**Passage provided:**
New Year’s Day 2003 marked the thirtieth anniversary of the Environmental Protection Agency’s ban on the pesticide DDT.
With malaria striking youngsters in the Washington, DC suburbs last summer, we should remind ourselves that DDT is the most potent weapon against the mosquitoes that spread the disease. The ban was a political decision made by the EPA administrator, acting against the best scientific advice of his own organization.
Today, the United Nations Environmental Program is considering plans to ban DDT in the rest of the world, where malaria annually takes well over two million lives. Worldwide, a child dies of malaria every 30 seconds. In a remarkable departure from its usual uncritical acceptance of extreme environmental positions, the New York Times in a December 23 editorial endorsed the plea of public health specialists not to eliminate this most effective weapon against malaria. The World Health Organization, too, opposes a DDT ban.
The history of the sorry decision to ban DDT starts with Rachel Carson and her 1962 book Silent Spring. That bestseller, distorting scientific data, galvanized the environmental movement and led to extravagant claims of ecological damage by the newly founded Environmental Defense Fund, long before EDF discovered global warming was a better way to scare the public.

[Referring expression grounding data]
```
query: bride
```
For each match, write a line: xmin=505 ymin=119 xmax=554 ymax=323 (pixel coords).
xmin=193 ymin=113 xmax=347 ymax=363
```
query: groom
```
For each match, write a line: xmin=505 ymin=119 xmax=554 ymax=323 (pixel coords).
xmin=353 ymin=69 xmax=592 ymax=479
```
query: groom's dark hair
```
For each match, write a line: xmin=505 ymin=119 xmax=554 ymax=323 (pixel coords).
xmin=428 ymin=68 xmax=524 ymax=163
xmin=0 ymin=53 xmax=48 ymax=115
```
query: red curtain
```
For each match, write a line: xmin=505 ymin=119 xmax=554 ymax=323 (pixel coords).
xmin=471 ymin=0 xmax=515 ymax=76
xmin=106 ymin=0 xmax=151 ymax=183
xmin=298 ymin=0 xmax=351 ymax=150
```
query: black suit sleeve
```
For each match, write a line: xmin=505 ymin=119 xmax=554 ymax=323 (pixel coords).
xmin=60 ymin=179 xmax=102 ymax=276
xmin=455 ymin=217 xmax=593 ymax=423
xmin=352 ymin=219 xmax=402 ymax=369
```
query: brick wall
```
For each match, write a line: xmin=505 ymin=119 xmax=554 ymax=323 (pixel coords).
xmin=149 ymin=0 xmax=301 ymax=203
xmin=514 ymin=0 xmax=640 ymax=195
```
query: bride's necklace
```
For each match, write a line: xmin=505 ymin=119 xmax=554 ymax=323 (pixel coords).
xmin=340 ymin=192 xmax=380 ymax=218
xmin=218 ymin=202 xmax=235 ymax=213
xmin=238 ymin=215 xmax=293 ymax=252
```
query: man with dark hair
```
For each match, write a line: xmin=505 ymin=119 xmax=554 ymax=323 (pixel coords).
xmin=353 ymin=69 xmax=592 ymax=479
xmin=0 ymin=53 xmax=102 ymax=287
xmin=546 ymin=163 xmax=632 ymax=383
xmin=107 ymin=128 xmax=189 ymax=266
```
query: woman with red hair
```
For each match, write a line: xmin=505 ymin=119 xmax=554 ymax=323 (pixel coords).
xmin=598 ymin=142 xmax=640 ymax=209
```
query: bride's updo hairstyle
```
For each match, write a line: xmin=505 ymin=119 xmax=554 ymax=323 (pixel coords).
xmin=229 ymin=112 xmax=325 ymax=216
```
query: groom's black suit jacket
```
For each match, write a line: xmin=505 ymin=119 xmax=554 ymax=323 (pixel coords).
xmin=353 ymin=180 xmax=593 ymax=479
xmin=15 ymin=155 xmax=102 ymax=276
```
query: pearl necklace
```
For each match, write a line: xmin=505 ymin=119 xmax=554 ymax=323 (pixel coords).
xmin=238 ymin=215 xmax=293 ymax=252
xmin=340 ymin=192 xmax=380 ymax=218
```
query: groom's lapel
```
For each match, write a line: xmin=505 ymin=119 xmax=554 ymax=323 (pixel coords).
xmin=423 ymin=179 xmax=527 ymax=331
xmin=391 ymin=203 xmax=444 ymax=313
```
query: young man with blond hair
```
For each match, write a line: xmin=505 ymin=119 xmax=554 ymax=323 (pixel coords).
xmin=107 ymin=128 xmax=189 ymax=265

**Problems to solve:**
(a) According to the DDT passage, how often does a child die of malaria worldwide?
(b) Write out the DDT passage from "New Year’s Day" to "his own organization.".
(c) Continue the DDT passage from where it stops.
None of the items are needed for what comes after them.

**Replies:**
(a) Every 30 seconds.

(b)
New Year’s Day 2003 marked the thirtieth anniversary of the Environmental Protection Agency’s ban on the pesticide DDT.
With malaria striking youngsters in the Washington, DC suburbs last summer, we should remind ourselves that DDT is the most potent weapon against the mosquitoes that spread the disease. The ban was a political decision made by the EPA administrator, acting against the best scientific advice of his own organization.

(c)
EDF’s claim that DDT caused the eggshells of breeding birds to thin was effectively countered by noted biologist Prof. J. Gordon Edwards of San Jose State University. It is ironic, therefore, that the unchecked spread of the mosquito-borne West Nile virus is not only killing dozens of people now but wiping out entire populations of birds that are uniquely susceptible to the virus.
In 1972, EPA hearing examiner Judge Edward Sweeney determined DDT should not be banned. He based that decision on his review of 9,000 pages of scientific testimony. “DDT is not carcinogenic, mutagenic, or teratogenic to man,” wrote Sweeney. “[U]ses of DDT do not have a deleterious effect on fish, birds, wildlife or estuarine organisms.” Later research has confirmed Sweeney’s findings.
With DDT banned, U.S. authorities attempt to control mosquitoes by less-effective insecticides that are toxic, degrade rapidly, and require repeated applications. Poor countries in Africa and elsewhere cannot afford these more costly chemicals and procedures. Millions die and many more become ill, sapping their strength and contributing to the continuing poverty of their nations. Yet even small quantities of DDT, applied to the walls of houses and to mosquito netting, can effectively control the malaria problem.
During World War II, a Brooklyn-born chemical engineer, the son of Lebanese immigrants, learned how to mass-produce DDT. Joe Jacobs turned a Swiss moth-killing chemical into a potent weapon against all kinds of disease-spreading insects, including lice and fleas, and saved the lives of millions of GIs and European refugees. A 1970 National Academy of Sciences report states: “To only a few chemicals does man owe as great a debt as to DDT. … [I]n a little more than two decades [after WW II], DDT has prevented 50 million deaths due to malaria that otherwise would have been inevitable.”
The inventor of DDT, Paul Hermann Müller, received the Nobel Prize in 1948; Jacobs went on to found a major engineering company and became a leading philanthropist–a “compassionate conservative.”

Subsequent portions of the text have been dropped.